**REQUEST**
In the records below, locate the line containing "Objective — one point per instance of the metal", then output that line and all later lines exactly, through the last one.

## Start SOURCE RECORDS

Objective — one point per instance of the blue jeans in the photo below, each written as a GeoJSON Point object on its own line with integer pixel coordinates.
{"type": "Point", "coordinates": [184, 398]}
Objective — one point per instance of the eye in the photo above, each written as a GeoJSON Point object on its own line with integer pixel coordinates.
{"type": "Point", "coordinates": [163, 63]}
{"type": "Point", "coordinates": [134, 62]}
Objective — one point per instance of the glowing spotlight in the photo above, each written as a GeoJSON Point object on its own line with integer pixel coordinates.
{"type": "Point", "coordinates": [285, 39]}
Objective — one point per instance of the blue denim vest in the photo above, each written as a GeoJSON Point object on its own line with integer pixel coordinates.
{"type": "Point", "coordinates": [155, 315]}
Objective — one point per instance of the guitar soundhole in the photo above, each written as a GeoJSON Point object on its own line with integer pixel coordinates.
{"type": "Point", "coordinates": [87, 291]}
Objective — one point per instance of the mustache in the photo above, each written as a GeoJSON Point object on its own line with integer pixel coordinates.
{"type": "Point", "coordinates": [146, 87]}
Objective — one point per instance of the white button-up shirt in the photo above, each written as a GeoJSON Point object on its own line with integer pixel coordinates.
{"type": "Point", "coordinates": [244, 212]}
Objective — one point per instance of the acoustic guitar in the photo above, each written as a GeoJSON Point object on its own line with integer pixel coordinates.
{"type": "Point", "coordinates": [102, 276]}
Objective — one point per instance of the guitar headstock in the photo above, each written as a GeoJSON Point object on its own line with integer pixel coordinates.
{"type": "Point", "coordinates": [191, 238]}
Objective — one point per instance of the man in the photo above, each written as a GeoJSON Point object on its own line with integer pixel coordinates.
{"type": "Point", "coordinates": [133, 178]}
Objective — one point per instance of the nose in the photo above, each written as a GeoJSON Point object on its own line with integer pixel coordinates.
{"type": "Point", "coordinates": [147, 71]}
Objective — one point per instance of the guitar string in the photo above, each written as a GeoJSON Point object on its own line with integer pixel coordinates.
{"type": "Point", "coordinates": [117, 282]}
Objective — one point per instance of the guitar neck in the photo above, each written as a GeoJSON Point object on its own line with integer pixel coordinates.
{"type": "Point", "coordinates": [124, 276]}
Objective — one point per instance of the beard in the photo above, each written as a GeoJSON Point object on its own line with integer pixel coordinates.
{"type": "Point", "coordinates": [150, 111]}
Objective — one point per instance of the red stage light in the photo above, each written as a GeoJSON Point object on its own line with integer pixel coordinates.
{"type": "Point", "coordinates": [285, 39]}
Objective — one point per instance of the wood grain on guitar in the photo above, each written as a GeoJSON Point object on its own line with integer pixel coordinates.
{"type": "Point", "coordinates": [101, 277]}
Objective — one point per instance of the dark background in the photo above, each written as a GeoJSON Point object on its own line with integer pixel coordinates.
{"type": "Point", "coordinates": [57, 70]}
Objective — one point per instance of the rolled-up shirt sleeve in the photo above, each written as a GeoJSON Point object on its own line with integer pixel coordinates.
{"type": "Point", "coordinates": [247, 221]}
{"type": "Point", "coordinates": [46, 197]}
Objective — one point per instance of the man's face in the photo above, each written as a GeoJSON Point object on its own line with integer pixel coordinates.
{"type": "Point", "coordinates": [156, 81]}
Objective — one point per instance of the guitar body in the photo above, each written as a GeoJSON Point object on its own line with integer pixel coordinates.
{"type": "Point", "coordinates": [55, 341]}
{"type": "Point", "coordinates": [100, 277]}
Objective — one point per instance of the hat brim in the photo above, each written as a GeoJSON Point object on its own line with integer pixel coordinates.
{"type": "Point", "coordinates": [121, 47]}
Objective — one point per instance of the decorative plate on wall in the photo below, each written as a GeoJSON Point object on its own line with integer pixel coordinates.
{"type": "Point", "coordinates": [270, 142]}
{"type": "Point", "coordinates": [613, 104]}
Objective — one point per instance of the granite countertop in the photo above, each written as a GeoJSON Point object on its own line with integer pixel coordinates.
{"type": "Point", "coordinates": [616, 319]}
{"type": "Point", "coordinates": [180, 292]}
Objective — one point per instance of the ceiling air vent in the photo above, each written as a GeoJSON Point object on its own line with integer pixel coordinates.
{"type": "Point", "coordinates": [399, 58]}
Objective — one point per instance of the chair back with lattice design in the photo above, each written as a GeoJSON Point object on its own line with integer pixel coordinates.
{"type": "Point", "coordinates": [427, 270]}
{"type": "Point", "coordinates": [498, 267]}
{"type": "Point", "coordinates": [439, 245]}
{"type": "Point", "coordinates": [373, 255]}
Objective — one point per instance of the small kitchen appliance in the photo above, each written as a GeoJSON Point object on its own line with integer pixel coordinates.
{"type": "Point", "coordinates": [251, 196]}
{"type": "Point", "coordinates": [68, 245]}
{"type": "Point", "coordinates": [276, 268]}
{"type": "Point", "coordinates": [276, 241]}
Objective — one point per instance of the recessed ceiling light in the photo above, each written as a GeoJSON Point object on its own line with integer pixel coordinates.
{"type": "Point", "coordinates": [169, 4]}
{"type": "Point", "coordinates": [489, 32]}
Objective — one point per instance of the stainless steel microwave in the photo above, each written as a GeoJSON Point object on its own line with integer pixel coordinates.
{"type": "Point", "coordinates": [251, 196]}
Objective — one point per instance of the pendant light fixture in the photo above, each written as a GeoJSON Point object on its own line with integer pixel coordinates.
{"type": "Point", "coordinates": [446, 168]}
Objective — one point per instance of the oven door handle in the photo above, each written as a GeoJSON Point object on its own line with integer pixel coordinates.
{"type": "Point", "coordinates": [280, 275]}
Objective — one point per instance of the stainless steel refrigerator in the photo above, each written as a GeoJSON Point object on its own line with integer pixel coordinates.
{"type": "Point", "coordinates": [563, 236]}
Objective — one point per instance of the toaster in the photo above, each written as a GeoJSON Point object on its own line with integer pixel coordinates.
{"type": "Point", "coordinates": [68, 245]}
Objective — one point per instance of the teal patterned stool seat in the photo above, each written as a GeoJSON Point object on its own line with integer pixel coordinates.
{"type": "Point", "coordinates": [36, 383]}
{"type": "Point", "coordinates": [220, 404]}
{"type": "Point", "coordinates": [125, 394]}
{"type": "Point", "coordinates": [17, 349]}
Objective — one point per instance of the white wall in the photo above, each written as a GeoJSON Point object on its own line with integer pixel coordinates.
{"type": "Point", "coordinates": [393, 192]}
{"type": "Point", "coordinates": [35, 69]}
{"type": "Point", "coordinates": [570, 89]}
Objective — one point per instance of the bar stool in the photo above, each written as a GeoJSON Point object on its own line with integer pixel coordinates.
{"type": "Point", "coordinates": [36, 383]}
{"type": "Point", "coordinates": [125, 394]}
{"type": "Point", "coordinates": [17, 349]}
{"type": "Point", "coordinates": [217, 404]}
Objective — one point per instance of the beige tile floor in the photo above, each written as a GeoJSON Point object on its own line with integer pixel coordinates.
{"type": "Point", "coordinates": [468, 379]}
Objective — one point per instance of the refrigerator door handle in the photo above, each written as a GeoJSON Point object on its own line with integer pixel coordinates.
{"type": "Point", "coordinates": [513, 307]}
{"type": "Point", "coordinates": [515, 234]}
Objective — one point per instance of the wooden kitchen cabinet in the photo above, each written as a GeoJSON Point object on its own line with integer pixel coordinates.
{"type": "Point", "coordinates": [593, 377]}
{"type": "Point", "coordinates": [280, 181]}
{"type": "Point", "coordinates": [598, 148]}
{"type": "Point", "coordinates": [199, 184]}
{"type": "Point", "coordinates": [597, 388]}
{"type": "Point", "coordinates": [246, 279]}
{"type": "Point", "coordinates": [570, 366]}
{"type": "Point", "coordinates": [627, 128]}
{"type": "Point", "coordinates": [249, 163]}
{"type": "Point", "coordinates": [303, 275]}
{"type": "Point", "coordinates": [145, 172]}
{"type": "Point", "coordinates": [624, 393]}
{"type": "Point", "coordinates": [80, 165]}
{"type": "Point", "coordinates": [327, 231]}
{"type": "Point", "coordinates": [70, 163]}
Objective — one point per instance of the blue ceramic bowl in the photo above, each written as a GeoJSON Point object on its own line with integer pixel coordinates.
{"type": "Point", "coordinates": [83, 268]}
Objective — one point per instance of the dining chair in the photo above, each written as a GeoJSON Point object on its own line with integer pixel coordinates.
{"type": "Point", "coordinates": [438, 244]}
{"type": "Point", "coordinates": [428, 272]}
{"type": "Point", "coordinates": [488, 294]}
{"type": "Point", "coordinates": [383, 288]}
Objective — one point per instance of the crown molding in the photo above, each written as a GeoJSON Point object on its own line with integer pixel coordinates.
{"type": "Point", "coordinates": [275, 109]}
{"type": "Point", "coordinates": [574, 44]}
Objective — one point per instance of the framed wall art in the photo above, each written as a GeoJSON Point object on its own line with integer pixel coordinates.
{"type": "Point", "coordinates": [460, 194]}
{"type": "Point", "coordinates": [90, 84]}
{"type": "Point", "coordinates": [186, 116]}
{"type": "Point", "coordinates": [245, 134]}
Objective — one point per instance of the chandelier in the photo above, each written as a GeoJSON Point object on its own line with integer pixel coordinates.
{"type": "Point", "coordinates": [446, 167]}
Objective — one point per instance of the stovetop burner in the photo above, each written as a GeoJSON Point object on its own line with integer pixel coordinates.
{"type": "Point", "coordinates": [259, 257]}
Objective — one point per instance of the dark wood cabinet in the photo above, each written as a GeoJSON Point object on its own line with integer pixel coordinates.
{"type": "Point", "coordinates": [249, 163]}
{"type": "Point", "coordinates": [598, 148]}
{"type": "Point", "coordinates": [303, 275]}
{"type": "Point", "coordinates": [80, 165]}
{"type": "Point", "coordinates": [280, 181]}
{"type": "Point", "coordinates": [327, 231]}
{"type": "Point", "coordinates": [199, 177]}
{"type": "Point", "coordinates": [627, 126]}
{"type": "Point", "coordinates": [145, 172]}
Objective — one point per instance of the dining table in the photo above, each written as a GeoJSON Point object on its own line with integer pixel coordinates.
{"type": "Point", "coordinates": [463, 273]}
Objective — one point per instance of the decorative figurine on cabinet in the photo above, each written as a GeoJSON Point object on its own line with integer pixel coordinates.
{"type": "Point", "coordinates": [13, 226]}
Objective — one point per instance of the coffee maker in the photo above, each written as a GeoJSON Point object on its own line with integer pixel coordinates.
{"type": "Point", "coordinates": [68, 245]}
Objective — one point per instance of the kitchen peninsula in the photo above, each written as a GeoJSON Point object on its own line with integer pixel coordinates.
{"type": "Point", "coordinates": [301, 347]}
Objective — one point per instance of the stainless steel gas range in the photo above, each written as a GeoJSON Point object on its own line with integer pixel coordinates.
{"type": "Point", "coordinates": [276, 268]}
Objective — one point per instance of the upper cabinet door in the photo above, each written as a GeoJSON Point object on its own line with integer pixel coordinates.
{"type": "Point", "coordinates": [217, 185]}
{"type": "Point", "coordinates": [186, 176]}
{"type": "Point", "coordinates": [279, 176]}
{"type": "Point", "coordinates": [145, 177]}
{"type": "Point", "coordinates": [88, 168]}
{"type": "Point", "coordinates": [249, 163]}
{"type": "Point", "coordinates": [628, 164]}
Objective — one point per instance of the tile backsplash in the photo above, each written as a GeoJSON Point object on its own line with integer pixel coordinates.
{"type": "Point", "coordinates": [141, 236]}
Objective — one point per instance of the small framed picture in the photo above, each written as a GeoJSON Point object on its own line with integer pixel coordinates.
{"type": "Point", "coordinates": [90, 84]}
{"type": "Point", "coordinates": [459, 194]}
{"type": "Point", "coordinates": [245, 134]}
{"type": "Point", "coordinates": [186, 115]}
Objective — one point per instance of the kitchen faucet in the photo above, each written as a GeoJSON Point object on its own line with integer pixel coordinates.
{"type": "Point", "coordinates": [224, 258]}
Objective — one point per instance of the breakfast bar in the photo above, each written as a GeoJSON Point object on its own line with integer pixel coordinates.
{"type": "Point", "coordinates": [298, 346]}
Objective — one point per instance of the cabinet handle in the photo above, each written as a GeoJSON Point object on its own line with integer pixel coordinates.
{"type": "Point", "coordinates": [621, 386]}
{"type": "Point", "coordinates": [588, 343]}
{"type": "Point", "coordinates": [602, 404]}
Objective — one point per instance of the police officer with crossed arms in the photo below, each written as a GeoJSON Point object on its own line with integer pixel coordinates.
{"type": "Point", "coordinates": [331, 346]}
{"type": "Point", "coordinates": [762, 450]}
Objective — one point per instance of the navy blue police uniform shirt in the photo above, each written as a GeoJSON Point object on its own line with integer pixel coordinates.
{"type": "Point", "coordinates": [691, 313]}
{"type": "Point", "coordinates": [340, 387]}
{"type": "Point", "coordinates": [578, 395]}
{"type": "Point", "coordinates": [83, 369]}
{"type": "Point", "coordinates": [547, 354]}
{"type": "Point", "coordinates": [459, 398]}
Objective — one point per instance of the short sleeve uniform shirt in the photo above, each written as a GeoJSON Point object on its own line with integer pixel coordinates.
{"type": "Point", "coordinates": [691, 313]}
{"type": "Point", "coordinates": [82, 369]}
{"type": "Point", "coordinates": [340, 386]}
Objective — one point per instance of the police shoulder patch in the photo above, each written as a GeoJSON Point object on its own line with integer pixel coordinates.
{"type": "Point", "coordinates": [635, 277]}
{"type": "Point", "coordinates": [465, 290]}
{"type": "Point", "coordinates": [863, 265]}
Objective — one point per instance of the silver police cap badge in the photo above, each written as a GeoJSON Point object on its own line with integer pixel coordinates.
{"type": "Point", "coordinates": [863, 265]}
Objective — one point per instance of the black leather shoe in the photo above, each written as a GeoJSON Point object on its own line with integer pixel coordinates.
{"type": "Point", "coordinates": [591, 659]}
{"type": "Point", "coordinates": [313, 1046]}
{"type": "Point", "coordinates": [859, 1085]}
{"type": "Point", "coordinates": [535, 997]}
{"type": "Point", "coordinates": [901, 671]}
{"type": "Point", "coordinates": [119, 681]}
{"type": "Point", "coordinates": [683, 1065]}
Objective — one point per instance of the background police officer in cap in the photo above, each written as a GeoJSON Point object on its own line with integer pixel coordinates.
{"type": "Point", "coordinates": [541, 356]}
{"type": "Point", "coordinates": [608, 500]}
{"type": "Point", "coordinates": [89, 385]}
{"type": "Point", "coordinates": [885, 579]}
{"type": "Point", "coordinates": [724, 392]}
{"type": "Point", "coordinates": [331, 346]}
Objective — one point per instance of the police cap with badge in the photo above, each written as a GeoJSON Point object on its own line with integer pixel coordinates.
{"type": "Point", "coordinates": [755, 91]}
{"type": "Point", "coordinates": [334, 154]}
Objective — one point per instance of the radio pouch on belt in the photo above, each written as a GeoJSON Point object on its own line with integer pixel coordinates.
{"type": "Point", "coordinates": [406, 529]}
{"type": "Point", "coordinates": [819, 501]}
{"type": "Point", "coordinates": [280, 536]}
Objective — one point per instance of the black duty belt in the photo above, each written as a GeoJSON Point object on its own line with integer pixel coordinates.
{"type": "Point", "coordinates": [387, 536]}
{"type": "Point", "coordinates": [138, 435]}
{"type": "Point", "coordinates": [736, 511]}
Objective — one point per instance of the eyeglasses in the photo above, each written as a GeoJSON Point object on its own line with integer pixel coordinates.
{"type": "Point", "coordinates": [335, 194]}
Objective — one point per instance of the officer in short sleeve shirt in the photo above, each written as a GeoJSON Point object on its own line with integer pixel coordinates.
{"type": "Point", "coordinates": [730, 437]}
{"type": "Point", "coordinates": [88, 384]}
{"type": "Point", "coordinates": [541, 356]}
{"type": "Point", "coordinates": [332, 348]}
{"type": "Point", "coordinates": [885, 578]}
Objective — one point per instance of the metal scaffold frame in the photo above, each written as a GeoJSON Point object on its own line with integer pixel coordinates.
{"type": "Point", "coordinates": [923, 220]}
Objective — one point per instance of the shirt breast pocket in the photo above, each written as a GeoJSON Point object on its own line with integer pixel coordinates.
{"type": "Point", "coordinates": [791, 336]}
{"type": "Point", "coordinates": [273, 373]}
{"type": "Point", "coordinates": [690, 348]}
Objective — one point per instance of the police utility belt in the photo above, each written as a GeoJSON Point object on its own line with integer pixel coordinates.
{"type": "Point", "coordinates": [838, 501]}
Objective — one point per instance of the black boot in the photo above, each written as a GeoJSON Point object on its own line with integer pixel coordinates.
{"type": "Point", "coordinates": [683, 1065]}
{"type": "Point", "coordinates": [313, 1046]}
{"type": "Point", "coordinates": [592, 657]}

## End SOURCE RECORDS

**PROBLEM SOLUTION**
Objective — one point per instance of the metal scaffold frame in the photo above, each written as a GeoJSON Point object on its own line with integer pixel coordinates.
{"type": "Point", "coordinates": [923, 220]}
Objective — one point per instance of the shirt breast pocket in the photo above, each written as a GeoJSON Point object on its own line with integer pixel coordinates.
{"type": "Point", "coordinates": [791, 336]}
{"type": "Point", "coordinates": [273, 373]}
{"type": "Point", "coordinates": [690, 348]}
Objective — one point per instance of the police utility belt in the photo above, each written as a GeoJSON Point object on its own line with integer pixel coordinates.
{"type": "Point", "coordinates": [838, 501]}
Objective — one point per instance of the black boot in the photo above, each written as a GeoJSON Point object on its own line with integer pixel coordinates.
{"type": "Point", "coordinates": [683, 1065]}
{"type": "Point", "coordinates": [313, 1046]}
{"type": "Point", "coordinates": [592, 657]}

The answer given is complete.